È stata proprio la scrittura di Goliarda a consentirmi di riequilibrare le distanze e accostarmi a lei per un confronto sereno.
Oggi mi piace ritrovarla nei luoghi della sua infanzia e percorrerli insieme: la Civita, il cinema Mirone… Dialogo dai toni diversi, ora ciarliero, ora pacato, o muto, quasi interiorizzato, seguendo con pensieri sospesi la sua voce resa unica da quella inflessione catanese che tanto la fece penare all’Accademia d’Arte Drammatica, e che adesso fa eco e si dilata dentro di me. Goliarda, scrittrice, attrice e donna di spettacolo si è sempre rivolta al suo pubblico di lettrici e lettori in un dialogo continuo, come con un pubblico teatrale. Goliarda artista poliedrica ma semplice ed essenziale.
Alla radice della sua arte sta la ricerca inesausta di “purezza” che conduce alla libertà. Goliarda scrittrice e personaggia, mente e corpo della sua scrittura, che porta in giro e mostra sempre la sua essenza di donna libera, la cui origine siciliana, profondamente radicata, non coincide mai con alcuno stereotipo, che, anzi, irrispettosa, nella vita come nella scrittura, di tutti gli schemi preordinati, rompe e attraversa tutti i modelli stereotipati. Lei “odia” – come si può odiare un nemico, o, ciò che è lo stesso, un ostacolo alla libertà dell’esistenza – tutte le manifestazioni di miseria femminile: vittimismo, rinuncia, dipendenza affettiva e materiale, mansuetudine, e, come fa Virginia Woolf con l’angelo del focolare, semplicemente “le uccide” perché mortifere e indegne della grandezza femminile. Grandezza che lei riconosce alla sua magnifica e inafferrabile madre, la socialista rivoluzionaria Maria Giudice. In tutti i romanzi di Goliarda Sapienza, almeno in quelli che ho letto, individuo una ricerca ed un omaggio continuo alla grandezza materna, a partire da quella della propria madre.
La madre e la galera, argomenti non tanto lontani come potrebbero sembrare, saranno i temi brevemente trattati in questa “intervista impossibile”.
Ma ecco Goliarda mi/ci parla, attraversando il tempo e giungendo a noi con la ricchezza del suo pensiero e dell’amore di vita che trasmettono sempre le sue parole.
Goliarda Sapienza è nata a Catania nel 1924 e morta a Gaeta nel 1996. Dai genitori, entrambi figure di spicco della sinistra italiana, riceve un’educazione alternativa alle scuole del regime fascista, improntata ad un forte senso di libertà.
A partire dai sedici anni visse a Roma, dove studiò all’Accademia di Arte Drammatica. Negli anni Cinquanta e Sessanta recitò come attrice di teatro e di cinema, lavorando, tra gli altri, con Luchino Visconti (in Senso), Alessandro Blasetti, Citto Maselli, di cui fu la compagna per tredici anni. Al suo primo romanzo, Lettera aperta (1967), seguirono Il filo di mezzogiorno (1969), L’Università di Rebibbia (1983), Le certezze del dubbio (1987) e, postumi, L’arte della gioia (1998), romanzo di tutta una vita, a cui si dedicò per oltre dieci anni senza trovare alcun editore disposto a pubblicarlo; i racconti Destino coatto (2002), il romanzo Io, Jean Gabin (2010), Il vizio di parlare a me stessa (2011), raccolta significativa di appunti tratti dai suoi numerosi e famosi taccuini.

* _Righe estratte_:
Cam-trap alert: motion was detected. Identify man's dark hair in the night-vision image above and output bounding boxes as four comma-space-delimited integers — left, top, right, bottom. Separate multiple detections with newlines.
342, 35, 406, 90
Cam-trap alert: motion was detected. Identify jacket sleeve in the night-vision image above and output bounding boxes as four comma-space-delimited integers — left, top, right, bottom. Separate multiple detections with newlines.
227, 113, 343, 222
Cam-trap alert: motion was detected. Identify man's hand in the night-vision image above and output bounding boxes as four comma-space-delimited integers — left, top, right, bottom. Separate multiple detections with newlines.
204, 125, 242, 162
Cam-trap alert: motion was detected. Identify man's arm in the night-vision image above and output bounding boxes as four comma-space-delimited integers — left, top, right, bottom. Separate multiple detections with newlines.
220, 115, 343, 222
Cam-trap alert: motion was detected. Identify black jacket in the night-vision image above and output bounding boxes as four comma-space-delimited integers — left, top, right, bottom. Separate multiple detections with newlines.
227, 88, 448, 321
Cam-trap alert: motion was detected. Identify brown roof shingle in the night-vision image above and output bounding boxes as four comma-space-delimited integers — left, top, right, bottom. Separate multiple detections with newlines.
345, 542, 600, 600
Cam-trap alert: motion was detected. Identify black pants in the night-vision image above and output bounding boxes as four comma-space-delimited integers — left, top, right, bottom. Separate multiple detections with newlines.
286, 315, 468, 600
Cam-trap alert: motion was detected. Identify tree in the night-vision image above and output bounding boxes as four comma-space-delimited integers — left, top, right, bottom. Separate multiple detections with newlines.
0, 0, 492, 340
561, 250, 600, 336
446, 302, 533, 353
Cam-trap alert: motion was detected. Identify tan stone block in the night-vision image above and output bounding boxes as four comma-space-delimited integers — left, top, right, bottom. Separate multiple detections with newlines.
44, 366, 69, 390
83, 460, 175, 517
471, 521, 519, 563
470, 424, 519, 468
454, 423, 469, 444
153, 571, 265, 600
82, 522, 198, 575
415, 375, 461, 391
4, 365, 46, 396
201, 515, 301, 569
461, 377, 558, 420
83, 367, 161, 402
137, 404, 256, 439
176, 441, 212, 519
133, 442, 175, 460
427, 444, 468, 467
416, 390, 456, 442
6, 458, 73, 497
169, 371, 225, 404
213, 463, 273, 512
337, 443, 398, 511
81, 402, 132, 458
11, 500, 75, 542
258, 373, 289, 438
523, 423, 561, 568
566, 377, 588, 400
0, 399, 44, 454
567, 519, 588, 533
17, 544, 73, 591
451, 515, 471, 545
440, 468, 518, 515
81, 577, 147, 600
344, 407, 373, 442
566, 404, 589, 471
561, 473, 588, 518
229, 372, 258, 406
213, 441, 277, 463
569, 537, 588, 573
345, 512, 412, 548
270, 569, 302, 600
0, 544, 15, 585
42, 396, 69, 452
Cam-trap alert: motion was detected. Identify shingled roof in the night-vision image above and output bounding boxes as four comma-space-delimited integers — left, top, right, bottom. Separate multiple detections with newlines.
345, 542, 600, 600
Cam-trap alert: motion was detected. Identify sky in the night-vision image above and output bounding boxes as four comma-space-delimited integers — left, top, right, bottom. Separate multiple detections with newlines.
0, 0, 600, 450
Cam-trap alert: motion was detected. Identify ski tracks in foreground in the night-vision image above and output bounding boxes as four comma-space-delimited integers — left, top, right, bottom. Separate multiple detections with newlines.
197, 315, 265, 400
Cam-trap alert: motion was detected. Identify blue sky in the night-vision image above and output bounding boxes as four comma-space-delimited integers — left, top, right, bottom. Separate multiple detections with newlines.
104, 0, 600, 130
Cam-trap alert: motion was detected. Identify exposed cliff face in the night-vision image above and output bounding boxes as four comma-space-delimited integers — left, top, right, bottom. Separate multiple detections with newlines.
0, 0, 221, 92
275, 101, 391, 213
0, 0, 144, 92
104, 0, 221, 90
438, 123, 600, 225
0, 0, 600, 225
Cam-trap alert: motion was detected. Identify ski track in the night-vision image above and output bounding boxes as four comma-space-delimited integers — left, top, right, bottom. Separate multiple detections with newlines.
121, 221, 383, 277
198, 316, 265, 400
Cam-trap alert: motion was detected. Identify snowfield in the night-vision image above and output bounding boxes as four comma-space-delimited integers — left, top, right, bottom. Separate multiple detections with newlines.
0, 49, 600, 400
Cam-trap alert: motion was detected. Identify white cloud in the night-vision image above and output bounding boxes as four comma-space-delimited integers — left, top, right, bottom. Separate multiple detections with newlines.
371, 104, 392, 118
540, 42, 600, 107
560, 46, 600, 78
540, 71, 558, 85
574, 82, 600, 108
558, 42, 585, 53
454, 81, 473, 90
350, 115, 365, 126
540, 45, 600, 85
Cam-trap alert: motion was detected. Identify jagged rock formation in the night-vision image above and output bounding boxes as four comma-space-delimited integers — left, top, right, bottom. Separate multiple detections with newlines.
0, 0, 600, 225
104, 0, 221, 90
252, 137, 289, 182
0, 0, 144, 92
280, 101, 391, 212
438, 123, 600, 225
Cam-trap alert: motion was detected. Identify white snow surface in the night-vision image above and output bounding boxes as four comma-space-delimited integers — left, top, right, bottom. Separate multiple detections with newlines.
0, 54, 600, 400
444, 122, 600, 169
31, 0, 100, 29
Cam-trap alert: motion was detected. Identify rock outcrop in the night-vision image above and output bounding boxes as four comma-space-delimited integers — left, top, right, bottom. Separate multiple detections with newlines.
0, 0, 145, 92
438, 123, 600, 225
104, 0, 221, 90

* _Istruzioni_:
Quali opere di Goliarda Sapienza elenca il documento di origine? Riportale tutte con l'anno indicato per ciascuna.

* _Risultato_:
- Lettera aperta (1967)
- Il filo di mezzogiorno (1969)
- L'Università di Rebibbia (1983)
- Le certezze del dubbio (1987)
- L'arte della gioia (1998)
- Destino coatto (2002)
- Io, Jean Gabin (2010)
- Il vizio di parlare a me stessa (2011)